QUOTED PASSAGE:
## Start

GitHub - wiluite/CSV_co_old: C++20 CSV data reader

C++20 CSV data reader

About
FAQ
Features
Minimum Supported Compilers
Acknowledgments
Example
API
Problems
Benchmarks
Build All

About

CSV_co is a C++20 coroutine-driven, callback-providing and sane CSV data reader, or parser. Hope, it is in line with standard RFC 4180. This is because it was conceived to handle with field selection carefully. The following requirements tend to be satisfied:

Windows and Unix style line endings.
Optional header line.
Each row (record) must contain the same number of fields.
A field can be enclosed in double quotes.
If a field contains commas, line breaks, double quotes, then this field must be enclosed in double quotes.
The double-quotes character in the field must be doubled.
Extension: partly double-quoted fields (non-quoted string fields with arbitrarily double-quoted parts)

FAQ

Why another parser?

Because I am very unsure about some authors' workings on complicated CSV fields.

Why are you unquoting quoted fields?

Because quotes are for preprocessing, not for end users.

How fast is it?

Well, it seems far from being "the fastest". But look at Benchmarks.

Features

Memory-mapping CSV files.
Several CSV data sources.

## End

MATERIAL SHOWN:
## Start

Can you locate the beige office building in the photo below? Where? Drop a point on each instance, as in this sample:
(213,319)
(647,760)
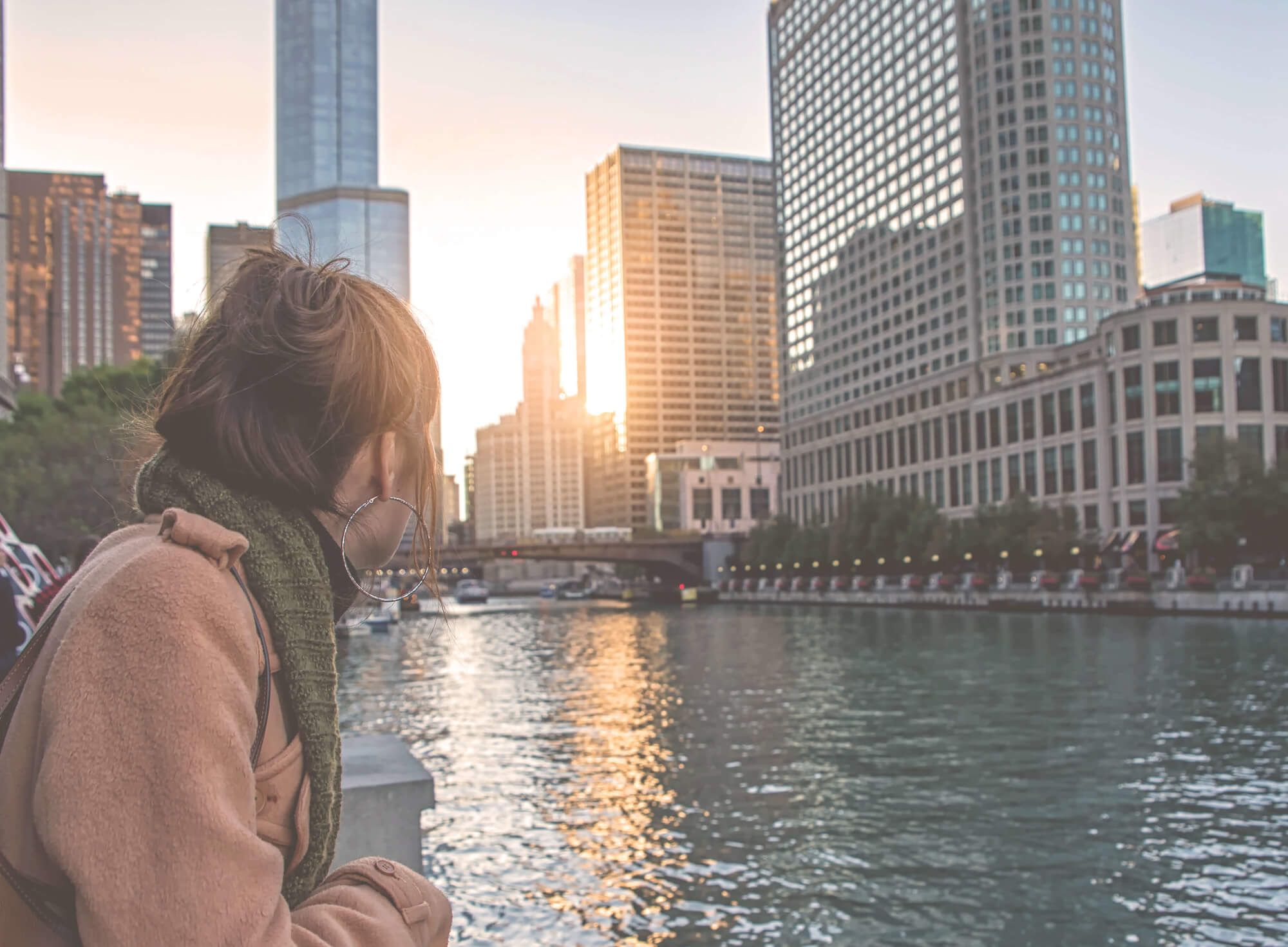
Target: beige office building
(226,246)
(681,314)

## End

GIVEN EXERCISE:
Edit the CSV_co page between "Because I am" and "fast is it?", inclusive, changing "preprocessing" to "parsing", and give that passage back. The records have no connection to the CSV_co page.

REPLY TO THE EXERCISE:
Because I am very unsure about some authors' workings on complicated CSV fields.

Why are you unquoting quoted fields?

Because quotes are for parsing, not for end users.

How fast is it?